**PROBLEM DESCRIPTION**
Copy every entry below without changing a single character.

**EXTRACTED DATA**

┌──

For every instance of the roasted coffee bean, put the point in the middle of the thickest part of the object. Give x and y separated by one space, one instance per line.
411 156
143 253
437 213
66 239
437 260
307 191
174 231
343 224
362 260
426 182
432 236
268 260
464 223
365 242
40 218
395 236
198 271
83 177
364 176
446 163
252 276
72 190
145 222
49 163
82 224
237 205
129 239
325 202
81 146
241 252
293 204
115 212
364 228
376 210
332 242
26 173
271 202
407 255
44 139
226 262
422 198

└──

**ANSWER TO THIS EXERCISE**
For every instance of the roasted coffee bean, put the point in the middle of the thickest part of the object. Give x and y separated by one space, one instance per line.
411 156
143 253
437 213
66 239
437 260
307 191
174 231
343 224
362 260
426 182
432 236
268 260
464 223
365 242
40 218
395 236
198 271
83 177
364 176
446 163
252 276
72 190
145 222
49 163
82 224
237 205
129 239
325 202
81 146
241 252
293 204
115 212
364 228
376 210
332 242
26 173
271 202
407 255
44 139
226 262
422 198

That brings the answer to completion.